• **EXTRACT TO READ**:
◆ ◆ ◆
The Connecticut Science Center is a nine-story museum located on the Connecticut River in Hartford, Connecticut designed by César Pelli & Associates, which opened on June 12, 2009. The building measures a total of 154000 sqft, including 40000 sqft of interactive exhibits consisting of videos, audios, visuals, tactile components, programs, and live demonstrations.

==Development==
Planning for the Connecticut Science Center began in 2001. The Science Center's goals are to promote the study of science by the state's youth and to encourage urban revitalization in Hartford. The state of Connecticut provided more than $100 million of support for the $165 million museum, and the balance was donated by businesses, foundations and individuals.

The Connecticut Science Center is the first science center to generate most of its needed power from an on-site fuel cell. This step was a major one for the Connecticut Science Center and its steps towards being a Gold Level LEED Certified green building. The 200-kilowatt fuel cell, built by UTC Power (a United Technologies Corp business based in South Windsor), generates 100 percent of the electricity the Science Center uses. The PureCell System is fueled with natural gas, and does not use combustion. Instead, the fuel gas undergoes an electrochemical process that produces direct current electricity, heat, and water. Carbon dioxide gas is also released, as an undesirable byproduct of the fuel cell operation.

==Maximilian E. and Marion O. Hoffman Foundation Science Theater==
A stadium-seating-style theater that houses over 200 people, it has a 30 × 40 ft screen, an 18,000-watt Dolby sound system, and utilizes Dolby 3D technology and glasses.
◆ ◆ ◆
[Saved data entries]
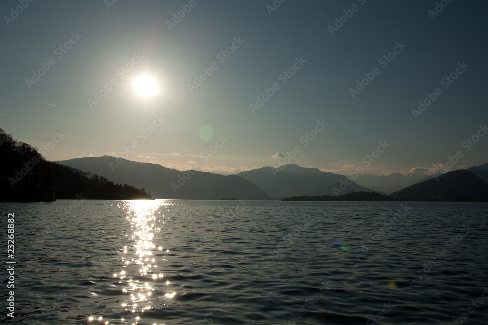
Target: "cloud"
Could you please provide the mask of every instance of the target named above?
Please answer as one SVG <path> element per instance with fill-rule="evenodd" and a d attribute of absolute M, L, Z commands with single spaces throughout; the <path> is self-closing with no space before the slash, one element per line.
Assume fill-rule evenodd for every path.
<path fill-rule="evenodd" d="M 279 151 L 276 153 L 272 156 L 271 156 L 271 159 L 277 159 L 279 158 L 283 158 L 285 157 L 285 155 L 283 154 L 283 153 L 281 151 Z"/>

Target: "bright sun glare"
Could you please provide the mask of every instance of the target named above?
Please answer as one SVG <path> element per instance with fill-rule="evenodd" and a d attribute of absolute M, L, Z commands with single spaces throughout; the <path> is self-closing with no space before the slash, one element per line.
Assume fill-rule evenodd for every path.
<path fill-rule="evenodd" d="M 135 77 L 132 80 L 132 86 L 139 95 L 144 97 L 150 97 L 158 92 L 156 80 L 145 75 Z"/>

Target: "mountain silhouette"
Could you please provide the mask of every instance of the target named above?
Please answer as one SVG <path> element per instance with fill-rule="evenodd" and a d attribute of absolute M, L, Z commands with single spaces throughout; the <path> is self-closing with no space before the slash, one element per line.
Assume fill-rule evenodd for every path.
<path fill-rule="evenodd" d="M 465 169 L 411 185 L 390 196 L 406 201 L 488 201 L 488 184 Z"/>
<path fill-rule="evenodd" d="M 161 165 L 103 156 L 56 162 L 118 183 L 142 187 L 155 198 L 220 200 L 223 198 L 269 200 L 254 184 L 234 175 L 194 170 L 180 171 Z"/>
<path fill-rule="evenodd" d="M 237 175 L 252 182 L 270 196 L 283 198 L 304 195 L 336 195 L 353 192 L 372 192 L 370 189 L 350 182 L 345 176 L 324 172 L 317 168 L 293 164 L 243 172 Z M 334 188 L 335 188 L 336 191 Z"/>

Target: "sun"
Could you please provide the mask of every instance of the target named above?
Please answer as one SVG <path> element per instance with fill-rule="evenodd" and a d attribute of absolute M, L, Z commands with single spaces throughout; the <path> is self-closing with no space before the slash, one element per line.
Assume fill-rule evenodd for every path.
<path fill-rule="evenodd" d="M 143 97 L 151 97 L 158 93 L 158 83 L 156 79 L 146 75 L 141 75 L 132 80 L 132 87 Z"/>

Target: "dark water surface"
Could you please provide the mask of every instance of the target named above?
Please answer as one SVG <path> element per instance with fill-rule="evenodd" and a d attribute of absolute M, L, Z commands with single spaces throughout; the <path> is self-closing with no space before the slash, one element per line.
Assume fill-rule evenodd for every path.
<path fill-rule="evenodd" d="M 0 323 L 488 324 L 486 203 L 0 207 Z M 7 289 L 11 265 L 15 288 Z M 11 290 L 14 319 L 7 316 Z"/>

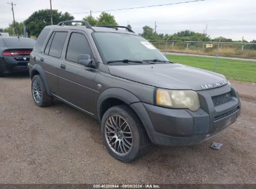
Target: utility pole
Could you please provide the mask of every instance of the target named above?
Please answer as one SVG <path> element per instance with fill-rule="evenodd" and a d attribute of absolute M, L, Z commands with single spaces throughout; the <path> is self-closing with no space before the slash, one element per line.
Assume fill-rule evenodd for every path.
<path fill-rule="evenodd" d="M 244 36 L 242 38 L 242 50 L 244 50 Z"/>
<path fill-rule="evenodd" d="M 206 36 L 207 35 L 207 27 L 208 27 L 208 24 L 206 24 Z"/>
<path fill-rule="evenodd" d="M 15 27 L 15 19 L 14 19 L 14 11 L 13 10 L 13 6 L 16 5 L 16 4 L 13 4 L 12 1 L 12 2 L 7 2 L 7 4 L 11 4 L 12 6 L 12 16 L 13 16 L 13 27 L 14 27 L 14 35 L 16 35 L 16 28 Z"/>
<path fill-rule="evenodd" d="M 52 0 L 50 0 L 50 24 L 54 25 L 54 21 L 52 21 Z"/>
<path fill-rule="evenodd" d="M 154 22 L 154 34 L 156 34 L 156 21 Z"/>

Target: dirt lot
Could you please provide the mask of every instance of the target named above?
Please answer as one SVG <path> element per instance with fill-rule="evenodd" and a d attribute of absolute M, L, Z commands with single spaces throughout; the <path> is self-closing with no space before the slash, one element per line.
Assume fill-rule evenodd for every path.
<path fill-rule="evenodd" d="M 27 76 L 0 78 L 0 183 L 256 183 L 255 98 L 242 98 L 240 117 L 214 139 L 153 146 L 123 164 L 107 153 L 97 121 L 59 101 L 36 106 L 30 85 Z M 256 88 L 235 85 L 245 94 Z"/>

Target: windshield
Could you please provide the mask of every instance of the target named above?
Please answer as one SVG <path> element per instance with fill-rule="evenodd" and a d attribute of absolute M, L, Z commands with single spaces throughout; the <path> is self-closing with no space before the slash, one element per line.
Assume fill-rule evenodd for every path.
<path fill-rule="evenodd" d="M 95 32 L 94 38 L 102 58 L 106 62 L 132 60 L 168 60 L 148 41 L 138 35 Z"/>
<path fill-rule="evenodd" d="M 8 37 L 3 39 L 7 47 L 23 47 L 33 48 L 36 41 L 31 39 Z"/>

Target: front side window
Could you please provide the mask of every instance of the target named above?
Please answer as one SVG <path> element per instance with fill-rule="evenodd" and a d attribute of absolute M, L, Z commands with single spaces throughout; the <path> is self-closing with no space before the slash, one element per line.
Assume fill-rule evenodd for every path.
<path fill-rule="evenodd" d="M 94 39 L 102 57 L 107 61 L 119 60 L 168 60 L 148 41 L 135 35 L 95 32 Z"/>
<path fill-rule="evenodd" d="M 42 45 L 44 45 L 44 42 L 46 40 L 46 38 L 50 33 L 50 29 L 44 29 L 42 30 L 42 31 L 40 33 L 40 35 L 36 40 L 35 47 L 33 49 L 34 51 L 38 52 L 40 52 Z"/>
<path fill-rule="evenodd" d="M 80 54 L 88 54 L 92 56 L 89 44 L 84 35 L 72 33 L 67 50 L 66 60 L 77 63 L 78 57 Z"/>
<path fill-rule="evenodd" d="M 60 58 L 63 46 L 67 35 L 67 32 L 56 32 L 50 47 L 49 55 L 56 58 Z"/>

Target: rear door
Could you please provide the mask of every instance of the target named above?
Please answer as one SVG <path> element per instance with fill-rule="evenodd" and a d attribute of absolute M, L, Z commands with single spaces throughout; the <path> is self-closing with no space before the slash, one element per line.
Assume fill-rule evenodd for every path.
<path fill-rule="evenodd" d="M 97 93 L 95 80 L 98 71 L 78 63 L 80 54 L 93 57 L 85 34 L 74 30 L 69 35 L 65 55 L 60 65 L 60 96 L 93 114 Z"/>
<path fill-rule="evenodd" d="M 67 31 L 54 31 L 44 50 L 44 56 L 40 59 L 50 91 L 56 95 L 59 94 L 59 68 L 67 34 Z"/>

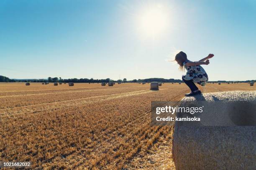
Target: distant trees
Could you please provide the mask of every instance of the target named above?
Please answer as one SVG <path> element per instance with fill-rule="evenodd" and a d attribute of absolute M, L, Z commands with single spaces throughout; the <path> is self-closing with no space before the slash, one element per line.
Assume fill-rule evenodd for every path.
<path fill-rule="evenodd" d="M 10 78 L 3 76 L 3 75 L 0 75 L 0 82 L 15 82 L 15 80 L 10 79 Z"/>
<path fill-rule="evenodd" d="M 156 81 L 158 82 L 182 82 L 182 81 L 180 80 L 175 80 L 174 79 L 166 79 L 161 78 L 150 78 L 146 79 L 134 79 L 132 80 L 127 80 L 127 79 L 125 78 L 124 78 L 123 80 L 110 80 L 109 78 L 106 78 L 105 79 L 94 79 L 93 78 L 90 79 L 88 78 L 80 78 L 79 79 L 76 78 L 70 78 L 68 79 L 63 79 L 61 77 L 57 78 L 52 78 L 49 77 L 47 79 L 19 79 L 19 80 L 12 80 L 6 77 L 0 75 L 0 82 L 90 82 L 90 83 L 101 83 L 101 82 L 108 82 L 110 81 L 113 82 L 152 82 Z M 255 80 L 252 80 L 255 81 Z"/>

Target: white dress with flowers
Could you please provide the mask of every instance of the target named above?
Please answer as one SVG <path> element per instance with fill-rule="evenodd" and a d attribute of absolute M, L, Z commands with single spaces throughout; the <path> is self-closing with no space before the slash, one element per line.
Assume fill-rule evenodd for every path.
<path fill-rule="evenodd" d="M 187 70 L 186 75 L 182 75 L 182 78 L 186 80 L 193 80 L 194 82 L 201 84 L 203 82 L 208 81 L 208 75 L 202 67 L 200 65 L 193 66 L 187 66 L 186 63 L 191 62 L 187 60 L 183 62 L 183 65 Z"/>

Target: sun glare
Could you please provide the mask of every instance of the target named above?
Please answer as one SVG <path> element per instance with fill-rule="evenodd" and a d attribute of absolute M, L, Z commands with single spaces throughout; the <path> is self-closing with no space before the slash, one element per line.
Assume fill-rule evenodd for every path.
<path fill-rule="evenodd" d="M 168 18 L 163 8 L 159 5 L 141 11 L 138 16 L 138 25 L 142 33 L 155 37 L 164 32 L 166 28 Z"/>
◆ ◆ ◆
• **PROBLEM SET**:
[A] Rewrite the Connecticut Science Center passage starting at "The Connecticut Science Center is a" and ending at "and live demonstrations.", replacing "nine-story" with "ten-story".
[B] In the Connecticut Science Center passage, how much support did the state of Connecticut provide for the museum?

• **TASK RESULTS**:
[A]
The Connecticut Science Center is a ten-story museum located on the Connecticut River in Hartford, Connecticut designed by César Pelli & Associates, which opened on June 12, 2009. The building measures a total of 154000 sqft, including 40000 sqft of interactive exhibits consisting of videos, audios, visuals, tactile components, programs, and live demonstrations.

[B] More than $100 million.